## Extracted text:
____________

An ambitious initiative taken on by the Federal Maritime Commission (FMC) addresses continued calls for data standardization and information sharing in ocean shipping as companies focus on making supply chains as risk-proof as possible.
The FMC’s Maritime Transportation Data Initiative is being headed by commissioner Carl Bentzel, who offered the latest update on the program during Wednesday’s FMC meeting.
The commissioner has spoken with ocean carriers, terminal operators, drayage trucking companies, warehouses, distribution centers, shippers, intermodal railroads and governmental bodies since the initiative launched in December.
Bentzel made clear during this week’s meeting the goal isn’t to create a brand-new system and that his process has emphasized using already available information.
“I think the effort I’m looking at is how to take the information that’s out there, the players that provide the information, and create a greater transparency—not to set up a new system of information flow, but to utilize what’s out there, to harmonize that information and to work with all of the [industry] groups to keep the status quo on business and competition, but provide greater information to allow them to be more efficient,” Bentzel said.
He found as part of an initial assessment based on the stakeholder meetings held so far, there isn’t a “credible” system currently in place that could be used as a basis for data standardization. He welcomed industry players to reach out with suggestions, however.

____________

## Tasks:
a. Answer these questions from the FMC data article, placing each answer on its own line and marking it as the question is marked.
(i) Which commissioner is heading the Maritime Transportation Data Initiative?
(ii) In what month did the initiative launch?
(iii) According to Bentzel's initial assessment, what is not currently in place?
b. Continue the FMC data article from the point at which it ends.
None of the lines that come next is required for the work on the FMC data article.

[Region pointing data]
____________

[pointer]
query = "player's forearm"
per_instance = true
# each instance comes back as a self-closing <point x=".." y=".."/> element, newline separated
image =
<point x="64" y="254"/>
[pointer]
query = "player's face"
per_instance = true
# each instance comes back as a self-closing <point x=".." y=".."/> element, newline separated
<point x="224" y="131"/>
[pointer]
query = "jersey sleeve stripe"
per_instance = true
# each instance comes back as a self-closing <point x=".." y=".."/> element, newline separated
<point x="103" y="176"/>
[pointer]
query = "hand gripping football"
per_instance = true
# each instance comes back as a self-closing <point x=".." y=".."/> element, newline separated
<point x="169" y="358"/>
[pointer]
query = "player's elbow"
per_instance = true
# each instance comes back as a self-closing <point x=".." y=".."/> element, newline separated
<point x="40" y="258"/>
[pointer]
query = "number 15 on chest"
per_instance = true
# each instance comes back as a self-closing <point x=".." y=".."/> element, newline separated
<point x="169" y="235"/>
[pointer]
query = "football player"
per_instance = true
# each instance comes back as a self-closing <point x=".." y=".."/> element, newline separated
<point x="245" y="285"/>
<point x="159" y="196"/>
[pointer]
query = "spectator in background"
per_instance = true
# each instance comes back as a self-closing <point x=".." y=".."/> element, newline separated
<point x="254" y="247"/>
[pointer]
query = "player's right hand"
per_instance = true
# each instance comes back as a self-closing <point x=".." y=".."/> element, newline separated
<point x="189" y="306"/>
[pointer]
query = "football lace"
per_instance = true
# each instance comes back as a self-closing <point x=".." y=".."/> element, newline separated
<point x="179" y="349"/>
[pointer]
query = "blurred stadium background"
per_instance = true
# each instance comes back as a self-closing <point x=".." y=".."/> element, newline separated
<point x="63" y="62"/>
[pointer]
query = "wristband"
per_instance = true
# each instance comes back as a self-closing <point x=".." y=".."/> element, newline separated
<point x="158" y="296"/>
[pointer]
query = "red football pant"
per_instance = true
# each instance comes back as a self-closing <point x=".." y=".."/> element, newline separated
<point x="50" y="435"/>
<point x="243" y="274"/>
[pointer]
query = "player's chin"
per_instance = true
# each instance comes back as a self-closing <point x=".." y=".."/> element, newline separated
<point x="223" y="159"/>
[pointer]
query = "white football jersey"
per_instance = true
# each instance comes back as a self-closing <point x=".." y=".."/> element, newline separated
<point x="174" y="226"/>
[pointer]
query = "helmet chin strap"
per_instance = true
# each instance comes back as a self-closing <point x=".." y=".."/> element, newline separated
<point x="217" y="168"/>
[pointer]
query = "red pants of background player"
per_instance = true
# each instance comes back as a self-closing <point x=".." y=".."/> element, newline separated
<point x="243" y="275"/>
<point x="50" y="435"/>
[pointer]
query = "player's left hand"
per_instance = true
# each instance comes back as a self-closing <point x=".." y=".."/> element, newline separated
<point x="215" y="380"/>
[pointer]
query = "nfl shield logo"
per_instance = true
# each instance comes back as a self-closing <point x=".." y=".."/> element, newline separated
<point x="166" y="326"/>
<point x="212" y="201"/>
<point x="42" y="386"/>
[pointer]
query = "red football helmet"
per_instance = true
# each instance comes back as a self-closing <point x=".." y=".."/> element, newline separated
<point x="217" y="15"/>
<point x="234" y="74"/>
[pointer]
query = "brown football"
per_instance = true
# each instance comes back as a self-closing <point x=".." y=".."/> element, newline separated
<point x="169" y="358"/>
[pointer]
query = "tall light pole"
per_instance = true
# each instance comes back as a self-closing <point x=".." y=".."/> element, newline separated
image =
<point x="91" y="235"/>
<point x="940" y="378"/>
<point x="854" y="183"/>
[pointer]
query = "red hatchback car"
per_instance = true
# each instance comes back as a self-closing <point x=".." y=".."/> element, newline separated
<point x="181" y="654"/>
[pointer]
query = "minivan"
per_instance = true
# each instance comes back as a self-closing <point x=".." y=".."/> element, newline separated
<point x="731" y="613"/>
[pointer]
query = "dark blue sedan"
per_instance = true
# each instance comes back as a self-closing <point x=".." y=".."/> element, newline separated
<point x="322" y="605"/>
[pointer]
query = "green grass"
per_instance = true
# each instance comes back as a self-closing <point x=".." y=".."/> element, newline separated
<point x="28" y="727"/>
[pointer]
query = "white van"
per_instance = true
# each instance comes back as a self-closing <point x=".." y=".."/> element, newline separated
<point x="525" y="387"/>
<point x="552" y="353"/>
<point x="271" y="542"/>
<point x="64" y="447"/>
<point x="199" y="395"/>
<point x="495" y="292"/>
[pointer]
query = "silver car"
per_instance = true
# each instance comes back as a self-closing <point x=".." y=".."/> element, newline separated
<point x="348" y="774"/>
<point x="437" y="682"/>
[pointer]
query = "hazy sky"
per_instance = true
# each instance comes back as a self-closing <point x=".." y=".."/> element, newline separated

____________

## Responses by item number:
a.
(i) Carl Bentzel
(ii) December
(iii) A "credible" system that could be used as a basis for data standardization

b.
Adding to the challenge of the data initiative is that few federal agencies have jurisdiction over shipping at the ports, outside of the Occupational Safety and Health Administration and the U.S. Coast Guard, the commissioner pointed out.
Bentzel reported the general consensus he’s heard from industry is there should be a federal standard for data transparency and sharing.
Given the number of stakeholders involved, the operating environment in ocean shipping has historically been defined by competition, with FMC chair Daniel Maffei pointing to the fact that the commission is primarily focused on ensuring competition even as the data initiative is aimed at encouraging companies to work together.
Commissioner Max Vekich said the standardization effort would serve as a bridge across competitors.
“Just the idea of getting a common lexicon will be of great utility to the whole industry,” Vekich said during the meeting.
The challenges of the past few years underscored the need for some form of standardization, with the subject of transparency continuing to dominate supply chain conversations.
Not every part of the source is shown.